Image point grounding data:
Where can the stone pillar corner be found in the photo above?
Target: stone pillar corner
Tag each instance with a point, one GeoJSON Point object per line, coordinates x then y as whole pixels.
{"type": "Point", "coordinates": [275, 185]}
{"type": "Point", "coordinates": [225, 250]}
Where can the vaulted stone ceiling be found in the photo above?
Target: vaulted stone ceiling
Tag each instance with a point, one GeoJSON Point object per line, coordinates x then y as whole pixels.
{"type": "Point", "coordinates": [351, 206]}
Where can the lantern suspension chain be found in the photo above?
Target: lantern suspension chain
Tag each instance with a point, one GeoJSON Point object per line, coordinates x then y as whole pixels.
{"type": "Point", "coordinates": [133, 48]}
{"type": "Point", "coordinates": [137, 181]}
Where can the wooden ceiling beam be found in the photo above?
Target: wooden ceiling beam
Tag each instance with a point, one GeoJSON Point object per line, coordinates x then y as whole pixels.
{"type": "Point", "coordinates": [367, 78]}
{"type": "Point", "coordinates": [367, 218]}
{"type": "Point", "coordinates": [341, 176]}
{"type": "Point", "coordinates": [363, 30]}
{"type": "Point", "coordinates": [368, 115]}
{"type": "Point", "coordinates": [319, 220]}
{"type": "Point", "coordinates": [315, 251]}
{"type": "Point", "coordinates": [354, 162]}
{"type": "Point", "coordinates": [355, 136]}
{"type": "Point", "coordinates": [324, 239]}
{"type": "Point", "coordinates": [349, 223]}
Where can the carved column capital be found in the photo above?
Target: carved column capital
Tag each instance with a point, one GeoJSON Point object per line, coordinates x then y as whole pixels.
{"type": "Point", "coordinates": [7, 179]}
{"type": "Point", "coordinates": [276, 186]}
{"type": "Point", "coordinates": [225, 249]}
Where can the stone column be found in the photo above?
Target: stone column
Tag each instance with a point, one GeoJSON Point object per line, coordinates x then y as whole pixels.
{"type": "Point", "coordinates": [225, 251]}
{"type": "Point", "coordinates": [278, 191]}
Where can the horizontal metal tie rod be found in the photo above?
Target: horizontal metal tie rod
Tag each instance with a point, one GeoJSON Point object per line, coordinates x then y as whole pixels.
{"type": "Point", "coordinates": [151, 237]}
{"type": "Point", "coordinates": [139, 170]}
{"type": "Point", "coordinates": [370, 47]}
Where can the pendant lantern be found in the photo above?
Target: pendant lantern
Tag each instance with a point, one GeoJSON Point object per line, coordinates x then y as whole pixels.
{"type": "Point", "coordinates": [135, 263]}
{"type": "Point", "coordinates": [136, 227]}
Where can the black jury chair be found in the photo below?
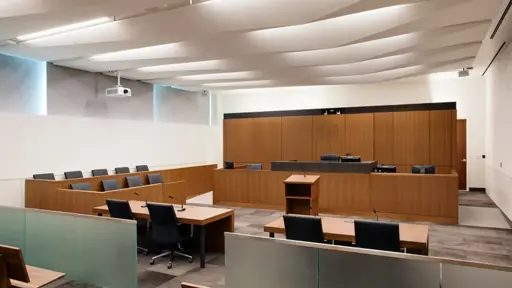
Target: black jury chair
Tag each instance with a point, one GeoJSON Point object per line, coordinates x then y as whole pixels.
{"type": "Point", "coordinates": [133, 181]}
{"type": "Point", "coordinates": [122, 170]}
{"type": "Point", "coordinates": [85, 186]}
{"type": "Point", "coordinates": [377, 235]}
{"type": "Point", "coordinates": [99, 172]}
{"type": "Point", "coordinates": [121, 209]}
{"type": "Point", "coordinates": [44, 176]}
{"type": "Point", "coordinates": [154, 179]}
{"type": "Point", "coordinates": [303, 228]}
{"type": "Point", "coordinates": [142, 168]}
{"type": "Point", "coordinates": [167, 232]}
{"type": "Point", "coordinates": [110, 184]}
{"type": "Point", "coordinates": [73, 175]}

## What is expected
Pictures omitted, give the entries again exactly.

## Answer to this exercise
Where can the stone pillar corner be found in the photo above?
Target: stone pillar corner
Tag each instance with a point, one GeoJSON Point object per line, coordinates x then y as whole pixels.
{"type": "Point", "coordinates": [275, 185]}
{"type": "Point", "coordinates": [225, 250]}
Where can the vaulted stone ceiling be found in the photo above?
Target: vaulted stone ceiling
Tag each instance with a point, one GeoJSON Point object per line, coordinates x then y as whole pixels.
{"type": "Point", "coordinates": [351, 206]}
Where can the lantern suspension chain be found in the photo above?
Target: lantern suspension chain
Tag each instance with a point, one GeoJSON Point object per line, coordinates x then y as whole pixels.
{"type": "Point", "coordinates": [133, 48]}
{"type": "Point", "coordinates": [137, 181]}
Where can the wooden ceiling beam be found in the photo above?
Target: wooden ceiling beam
Tag each instance with a point, one GeoJSON Point object per line, coordinates x then y as whole pixels.
{"type": "Point", "coordinates": [367, 78]}
{"type": "Point", "coordinates": [367, 218]}
{"type": "Point", "coordinates": [341, 176]}
{"type": "Point", "coordinates": [363, 30]}
{"type": "Point", "coordinates": [368, 115]}
{"type": "Point", "coordinates": [319, 220]}
{"type": "Point", "coordinates": [315, 251]}
{"type": "Point", "coordinates": [354, 162]}
{"type": "Point", "coordinates": [355, 136]}
{"type": "Point", "coordinates": [324, 239]}
{"type": "Point", "coordinates": [349, 223]}
Where can the carved column capital be found in the photo above?
Target: carved column capital
Tag each instance with a point, one GeoJSON Point object per line, coordinates x then y as whole pixels.
{"type": "Point", "coordinates": [7, 179]}
{"type": "Point", "coordinates": [276, 186]}
{"type": "Point", "coordinates": [225, 249]}
Where can the stone column be found in the photo above?
Target: stone column
Tag each instance with a point, one GeoJSON Point object per line, coordinates x then y as whole pixels.
{"type": "Point", "coordinates": [225, 251]}
{"type": "Point", "coordinates": [278, 191]}
Where can the horizontal metal tie rod be found in the photo above?
Target: horizontal metal tie rod
Tag each instance with a point, one GeoJSON Point object per line, coordinates x then y as whole pixels.
{"type": "Point", "coordinates": [151, 237]}
{"type": "Point", "coordinates": [139, 170]}
{"type": "Point", "coordinates": [370, 47]}
Where can the pendant lantern be found in the photo above?
Target: pendant lantern
Tag each instance with a point, one GeoJSON Point object per line, coordinates x then y as whole pixels.
{"type": "Point", "coordinates": [135, 263]}
{"type": "Point", "coordinates": [136, 227]}
Where can the black jury chair be found in the photo below?
Target: black jury chair
Tag each instance with a point, one GeoJSON Point object per line, coordinates x then y as whole pixels.
{"type": "Point", "coordinates": [133, 181]}
{"type": "Point", "coordinates": [122, 170]}
{"type": "Point", "coordinates": [85, 186]}
{"type": "Point", "coordinates": [377, 235]}
{"type": "Point", "coordinates": [99, 172]}
{"type": "Point", "coordinates": [121, 209]}
{"type": "Point", "coordinates": [44, 176]}
{"type": "Point", "coordinates": [154, 179]}
{"type": "Point", "coordinates": [303, 228]}
{"type": "Point", "coordinates": [142, 168]}
{"type": "Point", "coordinates": [167, 232]}
{"type": "Point", "coordinates": [110, 184]}
{"type": "Point", "coordinates": [73, 175]}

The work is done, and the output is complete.